#### Information shown
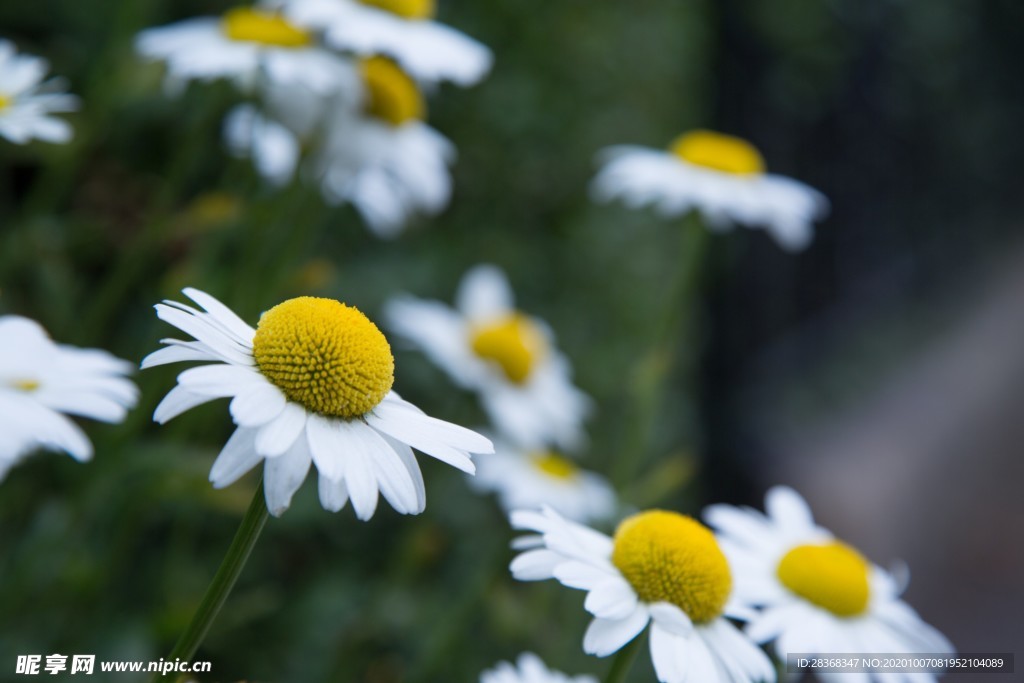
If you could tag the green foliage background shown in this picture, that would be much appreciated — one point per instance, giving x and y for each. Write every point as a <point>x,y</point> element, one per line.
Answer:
<point>905,113</point>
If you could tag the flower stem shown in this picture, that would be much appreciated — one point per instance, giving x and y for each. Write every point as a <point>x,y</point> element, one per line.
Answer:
<point>675,346</point>
<point>624,662</point>
<point>223,581</point>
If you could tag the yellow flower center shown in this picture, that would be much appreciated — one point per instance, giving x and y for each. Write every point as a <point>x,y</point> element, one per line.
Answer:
<point>411,9</point>
<point>325,355</point>
<point>254,26</point>
<point>515,343</point>
<point>391,94</point>
<point>554,465</point>
<point>833,575</point>
<point>718,152</point>
<point>26,385</point>
<point>669,557</point>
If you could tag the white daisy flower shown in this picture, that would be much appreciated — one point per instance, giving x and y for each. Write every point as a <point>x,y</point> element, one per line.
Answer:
<point>721,176</point>
<point>529,669</point>
<point>662,568</point>
<point>529,479</point>
<point>384,159</point>
<point>508,357</point>
<point>274,150</point>
<point>311,384</point>
<point>817,594</point>
<point>41,382</point>
<point>401,30</point>
<point>27,102</point>
<point>246,45</point>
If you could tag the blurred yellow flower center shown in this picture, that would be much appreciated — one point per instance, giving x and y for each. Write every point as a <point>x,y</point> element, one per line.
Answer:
<point>411,9</point>
<point>515,343</point>
<point>669,557</point>
<point>833,575</point>
<point>554,465</point>
<point>391,94</point>
<point>325,355</point>
<point>718,152</point>
<point>254,26</point>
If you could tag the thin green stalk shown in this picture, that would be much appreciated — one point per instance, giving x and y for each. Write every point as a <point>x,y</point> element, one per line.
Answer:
<point>674,342</point>
<point>223,582</point>
<point>624,662</point>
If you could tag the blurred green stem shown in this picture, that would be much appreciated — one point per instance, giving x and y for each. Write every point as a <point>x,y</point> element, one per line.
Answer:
<point>624,662</point>
<point>673,341</point>
<point>223,582</point>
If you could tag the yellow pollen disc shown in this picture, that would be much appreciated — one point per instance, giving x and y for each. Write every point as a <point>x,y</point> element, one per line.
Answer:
<point>411,9</point>
<point>554,465</point>
<point>391,94</point>
<point>669,557</point>
<point>253,26</point>
<point>515,343</point>
<point>718,152</point>
<point>325,355</point>
<point>833,575</point>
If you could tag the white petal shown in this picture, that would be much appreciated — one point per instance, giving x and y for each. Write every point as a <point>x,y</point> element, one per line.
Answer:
<point>484,294</point>
<point>395,480</point>
<point>221,380</point>
<point>611,599</point>
<point>177,401</point>
<point>283,476</point>
<point>257,406</point>
<point>278,435</point>
<point>238,457</point>
<point>240,329</point>
<point>327,444</point>
<point>671,617</point>
<point>334,495</point>
<point>788,509</point>
<point>606,636</point>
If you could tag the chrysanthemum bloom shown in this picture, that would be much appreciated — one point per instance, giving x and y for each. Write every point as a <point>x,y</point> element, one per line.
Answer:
<point>529,479</point>
<point>529,669</point>
<point>245,45</point>
<point>27,102</point>
<point>311,384</point>
<point>508,357</point>
<point>40,381</point>
<point>402,30</point>
<point>817,594</point>
<point>660,568</point>
<point>721,176</point>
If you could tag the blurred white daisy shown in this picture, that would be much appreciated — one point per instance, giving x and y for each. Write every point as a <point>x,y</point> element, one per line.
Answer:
<point>721,176</point>
<point>247,45</point>
<point>383,158</point>
<point>41,381</point>
<point>816,593</point>
<point>529,669</point>
<point>508,357</point>
<point>27,102</point>
<point>311,384</point>
<point>529,479</point>
<point>402,30</point>
<point>662,568</point>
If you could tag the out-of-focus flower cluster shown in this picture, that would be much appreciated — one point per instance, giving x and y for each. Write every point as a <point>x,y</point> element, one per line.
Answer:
<point>335,92</point>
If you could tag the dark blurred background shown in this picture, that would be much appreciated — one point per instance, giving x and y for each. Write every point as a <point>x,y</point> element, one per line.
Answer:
<point>879,372</point>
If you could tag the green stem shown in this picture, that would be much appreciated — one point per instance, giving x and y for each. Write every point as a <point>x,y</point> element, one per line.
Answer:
<point>674,330</point>
<point>624,662</point>
<point>223,582</point>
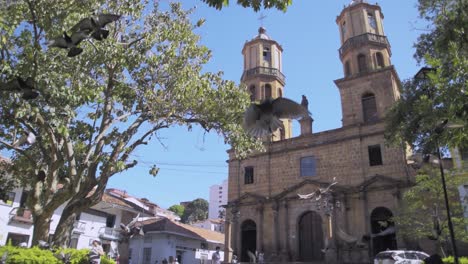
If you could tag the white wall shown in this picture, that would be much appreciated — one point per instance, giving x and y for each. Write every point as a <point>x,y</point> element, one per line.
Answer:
<point>13,227</point>
<point>164,245</point>
<point>218,197</point>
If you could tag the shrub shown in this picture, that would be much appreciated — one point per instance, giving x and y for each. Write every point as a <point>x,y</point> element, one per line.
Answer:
<point>28,255</point>
<point>451,260</point>
<point>77,256</point>
<point>106,260</point>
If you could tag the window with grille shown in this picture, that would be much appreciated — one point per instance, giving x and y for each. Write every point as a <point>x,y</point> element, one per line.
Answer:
<point>267,91</point>
<point>379,59</point>
<point>369,108</point>
<point>362,64</point>
<point>248,175</point>
<point>308,166</point>
<point>252,93</point>
<point>146,255</point>
<point>347,68</point>
<point>375,155</point>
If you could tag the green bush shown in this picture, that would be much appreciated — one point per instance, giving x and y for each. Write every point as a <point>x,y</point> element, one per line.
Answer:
<point>77,256</point>
<point>105,260</point>
<point>450,260</point>
<point>28,255</point>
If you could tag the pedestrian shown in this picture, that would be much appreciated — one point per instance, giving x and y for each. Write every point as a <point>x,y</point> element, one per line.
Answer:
<point>96,252</point>
<point>216,257</point>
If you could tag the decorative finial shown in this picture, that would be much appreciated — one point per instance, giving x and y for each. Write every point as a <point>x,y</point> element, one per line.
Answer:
<point>305,102</point>
<point>261,18</point>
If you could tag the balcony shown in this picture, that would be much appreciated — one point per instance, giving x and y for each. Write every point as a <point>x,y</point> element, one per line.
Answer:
<point>79,227</point>
<point>362,39</point>
<point>110,233</point>
<point>21,215</point>
<point>265,71</point>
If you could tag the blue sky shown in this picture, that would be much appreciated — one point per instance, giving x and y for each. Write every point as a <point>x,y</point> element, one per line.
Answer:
<point>191,162</point>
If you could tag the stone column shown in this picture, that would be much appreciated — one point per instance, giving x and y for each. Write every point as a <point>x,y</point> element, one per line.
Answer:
<point>260,211</point>
<point>287,248</point>
<point>227,241</point>
<point>276,230</point>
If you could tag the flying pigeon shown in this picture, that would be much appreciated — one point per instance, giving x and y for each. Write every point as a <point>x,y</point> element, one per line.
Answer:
<point>264,118</point>
<point>43,245</point>
<point>30,138</point>
<point>96,24</point>
<point>318,193</point>
<point>70,42</point>
<point>4,258</point>
<point>130,229</point>
<point>18,84</point>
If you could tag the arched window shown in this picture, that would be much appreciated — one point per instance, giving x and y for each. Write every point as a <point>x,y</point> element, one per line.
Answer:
<point>379,59</point>
<point>369,107</point>
<point>267,91</point>
<point>343,30</point>
<point>347,69</point>
<point>252,93</point>
<point>362,64</point>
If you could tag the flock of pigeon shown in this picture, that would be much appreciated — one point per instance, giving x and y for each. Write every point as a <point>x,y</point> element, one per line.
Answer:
<point>93,27</point>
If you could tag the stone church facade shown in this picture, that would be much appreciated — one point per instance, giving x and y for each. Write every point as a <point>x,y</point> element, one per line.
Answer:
<point>352,223</point>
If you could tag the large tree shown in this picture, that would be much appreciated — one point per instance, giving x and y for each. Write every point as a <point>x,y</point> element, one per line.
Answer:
<point>94,110</point>
<point>442,93</point>
<point>422,213</point>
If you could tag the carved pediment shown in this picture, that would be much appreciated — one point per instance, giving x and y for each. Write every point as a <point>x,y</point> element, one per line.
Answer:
<point>305,187</point>
<point>247,198</point>
<point>380,181</point>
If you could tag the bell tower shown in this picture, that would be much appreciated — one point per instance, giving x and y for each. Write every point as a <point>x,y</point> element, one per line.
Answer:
<point>370,83</point>
<point>263,75</point>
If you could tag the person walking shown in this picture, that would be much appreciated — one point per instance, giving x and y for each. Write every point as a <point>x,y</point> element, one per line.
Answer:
<point>216,257</point>
<point>96,252</point>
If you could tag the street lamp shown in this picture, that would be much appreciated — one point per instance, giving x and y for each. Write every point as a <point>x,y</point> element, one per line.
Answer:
<point>438,130</point>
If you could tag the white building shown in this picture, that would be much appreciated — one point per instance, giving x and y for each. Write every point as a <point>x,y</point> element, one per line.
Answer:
<point>165,238</point>
<point>211,224</point>
<point>101,222</point>
<point>218,197</point>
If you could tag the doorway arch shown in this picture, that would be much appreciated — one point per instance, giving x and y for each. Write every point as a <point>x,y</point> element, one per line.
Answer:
<point>248,239</point>
<point>310,237</point>
<point>381,221</point>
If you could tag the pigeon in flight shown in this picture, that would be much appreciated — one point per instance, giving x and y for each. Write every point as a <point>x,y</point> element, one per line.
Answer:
<point>30,139</point>
<point>264,118</point>
<point>318,193</point>
<point>96,24</point>
<point>131,229</point>
<point>70,42</point>
<point>18,84</point>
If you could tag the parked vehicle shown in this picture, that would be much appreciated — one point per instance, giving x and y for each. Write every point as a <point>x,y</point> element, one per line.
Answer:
<point>400,257</point>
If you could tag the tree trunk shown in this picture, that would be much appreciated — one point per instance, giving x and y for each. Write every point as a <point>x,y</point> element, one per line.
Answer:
<point>64,229</point>
<point>41,228</point>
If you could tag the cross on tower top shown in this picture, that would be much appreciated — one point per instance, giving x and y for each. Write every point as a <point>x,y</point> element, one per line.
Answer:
<point>261,18</point>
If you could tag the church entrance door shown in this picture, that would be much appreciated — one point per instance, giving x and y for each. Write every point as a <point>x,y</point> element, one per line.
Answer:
<point>310,237</point>
<point>248,239</point>
<point>383,230</point>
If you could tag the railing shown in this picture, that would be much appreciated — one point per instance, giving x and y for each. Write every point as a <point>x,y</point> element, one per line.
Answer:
<point>22,215</point>
<point>264,71</point>
<point>364,38</point>
<point>79,226</point>
<point>110,233</point>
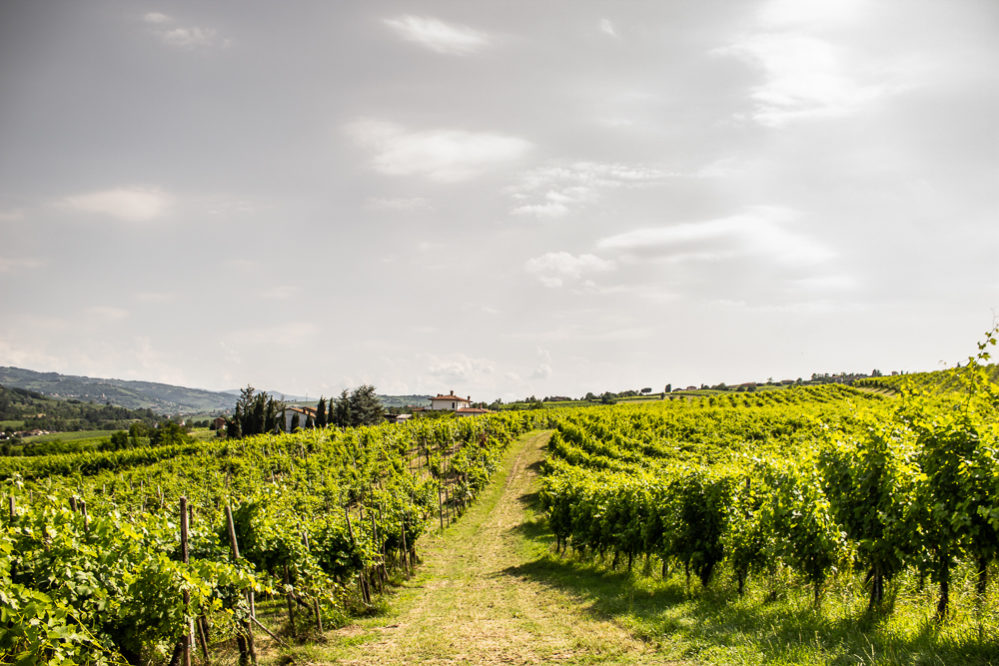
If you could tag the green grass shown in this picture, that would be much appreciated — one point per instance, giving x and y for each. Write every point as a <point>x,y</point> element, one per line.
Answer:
<point>776,621</point>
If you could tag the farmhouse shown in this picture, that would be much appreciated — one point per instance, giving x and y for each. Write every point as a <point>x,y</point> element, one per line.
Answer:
<point>304,414</point>
<point>449,402</point>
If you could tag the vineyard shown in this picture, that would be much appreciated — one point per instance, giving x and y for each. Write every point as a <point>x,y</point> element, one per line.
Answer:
<point>833,489</point>
<point>882,499</point>
<point>146,556</point>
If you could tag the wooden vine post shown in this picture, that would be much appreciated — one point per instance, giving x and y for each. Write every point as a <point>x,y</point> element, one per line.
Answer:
<point>185,642</point>
<point>362,583</point>
<point>291,600</point>
<point>315,602</point>
<point>246,645</point>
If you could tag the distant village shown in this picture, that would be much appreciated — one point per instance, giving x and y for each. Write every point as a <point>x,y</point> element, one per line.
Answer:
<point>303,416</point>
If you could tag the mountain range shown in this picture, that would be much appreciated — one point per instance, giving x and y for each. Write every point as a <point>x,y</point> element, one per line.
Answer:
<point>161,398</point>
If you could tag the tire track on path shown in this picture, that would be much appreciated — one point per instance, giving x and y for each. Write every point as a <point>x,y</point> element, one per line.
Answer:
<point>467,606</point>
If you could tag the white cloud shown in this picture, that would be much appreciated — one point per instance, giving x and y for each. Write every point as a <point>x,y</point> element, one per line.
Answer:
<point>108,312</point>
<point>803,13</point>
<point>18,264</point>
<point>184,37</point>
<point>438,36</point>
<point>157,18</point>
<point>811,68</point>
<point>834,282</point>
<point>460,368</point>
<point>132,204</point>
<point>759,233</point>
<point>400,204</point>
<point>804,77</point>
<point>444,155</point>
<point>193,37</point>
<point>289,335</point>
<point>156,297</point>
<point>554,269</point>
<point>555,191</point>
<point>281,293</point>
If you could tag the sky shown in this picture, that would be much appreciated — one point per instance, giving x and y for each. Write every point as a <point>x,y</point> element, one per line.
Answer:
<point>501,199</point>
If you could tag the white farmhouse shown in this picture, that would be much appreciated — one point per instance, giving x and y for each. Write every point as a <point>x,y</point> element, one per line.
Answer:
<point>450,402</point>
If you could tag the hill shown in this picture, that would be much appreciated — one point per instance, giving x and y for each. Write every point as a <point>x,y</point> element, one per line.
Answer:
<point>161,398</point>
<point>24,409</point>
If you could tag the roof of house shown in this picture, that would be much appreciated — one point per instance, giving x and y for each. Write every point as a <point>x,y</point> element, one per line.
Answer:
<point>452,396</point>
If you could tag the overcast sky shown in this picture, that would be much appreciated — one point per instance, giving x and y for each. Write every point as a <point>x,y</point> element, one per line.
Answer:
<point>502,199</point>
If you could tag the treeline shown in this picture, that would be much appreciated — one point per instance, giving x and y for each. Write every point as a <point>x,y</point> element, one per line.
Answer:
<point>259,413</point>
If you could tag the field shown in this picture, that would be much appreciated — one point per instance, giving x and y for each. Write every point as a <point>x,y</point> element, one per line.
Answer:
<point>801,525</point>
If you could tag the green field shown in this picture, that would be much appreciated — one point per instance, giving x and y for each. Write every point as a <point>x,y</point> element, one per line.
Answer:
<point>809,524</point>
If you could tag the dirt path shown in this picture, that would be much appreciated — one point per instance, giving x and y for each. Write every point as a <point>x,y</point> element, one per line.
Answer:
<point>468,605</point>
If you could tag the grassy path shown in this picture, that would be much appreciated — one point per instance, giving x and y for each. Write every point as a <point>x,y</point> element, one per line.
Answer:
<point>469,604</point>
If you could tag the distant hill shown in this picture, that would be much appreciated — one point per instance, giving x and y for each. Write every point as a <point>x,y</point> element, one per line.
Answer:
<point>21,409</point>
<point>161,398</point>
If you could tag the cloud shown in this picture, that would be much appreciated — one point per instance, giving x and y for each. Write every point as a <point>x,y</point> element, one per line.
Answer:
<point>460,368</point>
<point>281,293</point>
<point>778,14</point>
<point>131,204</point>
<point>554,269</point>
<point>804,78</point>
<point>438,36</point>
<point>555,191</point>
<point>443,155</point>
<point>184,37</point>
<point>759,233</point>
<point>289,335</point>
<point>156,297</point>
<point>156,18</point>
<point>108,312</point>
<point>544,367</point>
<point>19,264</point>
<point>399,204</point>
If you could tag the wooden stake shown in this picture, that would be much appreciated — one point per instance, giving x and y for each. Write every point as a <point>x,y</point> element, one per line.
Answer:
<point>405,551</point>
<point>86,518</point>
<point>203,637</point>
<point>248,627</point>
<point>185,655</point>
<point>291,604</point>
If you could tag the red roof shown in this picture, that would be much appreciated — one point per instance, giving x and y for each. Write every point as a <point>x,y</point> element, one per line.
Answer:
<point>451,397</point>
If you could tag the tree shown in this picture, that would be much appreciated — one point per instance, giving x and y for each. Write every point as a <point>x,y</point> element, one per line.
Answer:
<point>341,411</point>
<point>365,407</point>
<point>255,413</point>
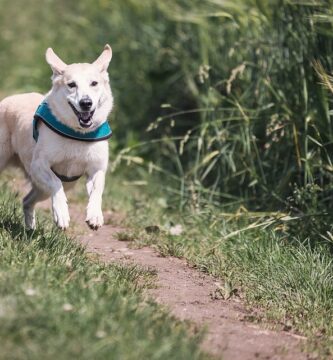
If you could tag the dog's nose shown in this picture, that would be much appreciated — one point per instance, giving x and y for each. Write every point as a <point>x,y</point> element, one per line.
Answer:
<point>85,103</point>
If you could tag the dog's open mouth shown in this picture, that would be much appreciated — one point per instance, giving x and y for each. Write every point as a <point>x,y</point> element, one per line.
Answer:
<point>84,117</point>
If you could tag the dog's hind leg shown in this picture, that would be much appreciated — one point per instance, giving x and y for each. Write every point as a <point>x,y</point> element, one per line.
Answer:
<point>35,195</point>
<point>6,151</point>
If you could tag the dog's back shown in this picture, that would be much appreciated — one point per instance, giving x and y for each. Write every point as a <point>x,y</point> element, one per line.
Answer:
<point>16,115</point>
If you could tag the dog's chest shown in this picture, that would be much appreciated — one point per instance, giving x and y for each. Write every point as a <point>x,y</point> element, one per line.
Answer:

#### Exercise instructions
Pictures do not go in the copy. Write out exactly the lines from the line containing "If you could tag the tree shown" through the last line of the listing.

#### Exercise output
If you could tag the tree shown in this picture, that would be much appreciated — one point per instance, giving x and y for each. Write every point as a <point>x,y</point> element, one per line.
Answer:
<point>341,411</point>
<point>365,407</point>
<point>255,413</point>
If you could tag the dog's nose shown in this picture, that would be much appreciated — one point per instance, giving x and y for each. Write every point as a <point>x,y</point> element, one per line.
Answer:
<point>85,103</point>
If you could tag the dog's open mouth shown in this picture, that would be much appreciated — one point per instance, giving x and y for each. Write every point as a <point>x,y</point> element, one per line.
Answer:
<point>84,117</point>
If you could tag the dog's hind leg shown in this picture, that would be much appreciated — one point per instance, giving x and y for each. Write every point as a <point>x,y</point> element, one per line.
Answer:
<point>35,195</point>
<point>6,151</point>
If you could tag the dog's back shown in this picture, that would be much appreciated — one point per instance, giving x and y for each. Write every point as a <point>x,y</point> element, one per line.
Answer:
<point>16,115</point>
If you could tag the dog's chest shown in this picture, that would be much appreciated — one point per instance, giving x and y for each. Write every point as a <point>x,y</point> element, one per line.
Answer:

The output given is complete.